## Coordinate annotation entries
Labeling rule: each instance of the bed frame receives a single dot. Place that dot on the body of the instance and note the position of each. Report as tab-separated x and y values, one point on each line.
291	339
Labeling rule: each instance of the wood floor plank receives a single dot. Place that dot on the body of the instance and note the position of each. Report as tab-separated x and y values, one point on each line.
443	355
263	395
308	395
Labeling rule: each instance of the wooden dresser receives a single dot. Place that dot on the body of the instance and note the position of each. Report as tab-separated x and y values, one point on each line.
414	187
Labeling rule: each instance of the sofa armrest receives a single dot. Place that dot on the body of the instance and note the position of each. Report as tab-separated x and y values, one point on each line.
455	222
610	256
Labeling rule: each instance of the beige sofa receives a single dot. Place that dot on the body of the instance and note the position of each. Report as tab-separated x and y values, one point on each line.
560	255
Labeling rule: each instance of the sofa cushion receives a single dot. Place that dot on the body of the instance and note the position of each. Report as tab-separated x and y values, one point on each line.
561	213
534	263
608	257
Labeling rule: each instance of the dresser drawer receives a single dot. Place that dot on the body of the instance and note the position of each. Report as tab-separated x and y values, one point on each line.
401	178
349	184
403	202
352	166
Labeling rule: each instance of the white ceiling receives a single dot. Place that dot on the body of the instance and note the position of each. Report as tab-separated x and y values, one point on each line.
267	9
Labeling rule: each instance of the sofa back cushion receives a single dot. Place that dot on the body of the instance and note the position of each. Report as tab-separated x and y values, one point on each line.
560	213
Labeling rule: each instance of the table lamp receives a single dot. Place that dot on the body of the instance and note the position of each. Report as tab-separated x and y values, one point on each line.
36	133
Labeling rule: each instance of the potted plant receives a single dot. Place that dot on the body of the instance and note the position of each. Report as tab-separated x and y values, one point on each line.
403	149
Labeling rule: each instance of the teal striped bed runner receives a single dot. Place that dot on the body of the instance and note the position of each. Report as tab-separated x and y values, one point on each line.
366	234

## Work instructions
Quote the lines of the listing above that run from the line with "Labeling rule: each instance of the potted" through its last line, both included, and nothing else.

## Result for this task
Labeling rule: each instance of the potted plant receives a single dot. Place that dot on the body of the instance and note the position of each. Report as tab-separated x and y values, one point on each line.
403	149
Labeling rule: each instance of the teal striped bed runner receives a single dot. Place that dot on the body of the instance and note the position of each. Report as tab-separated x and y values, one point on each line.
366	234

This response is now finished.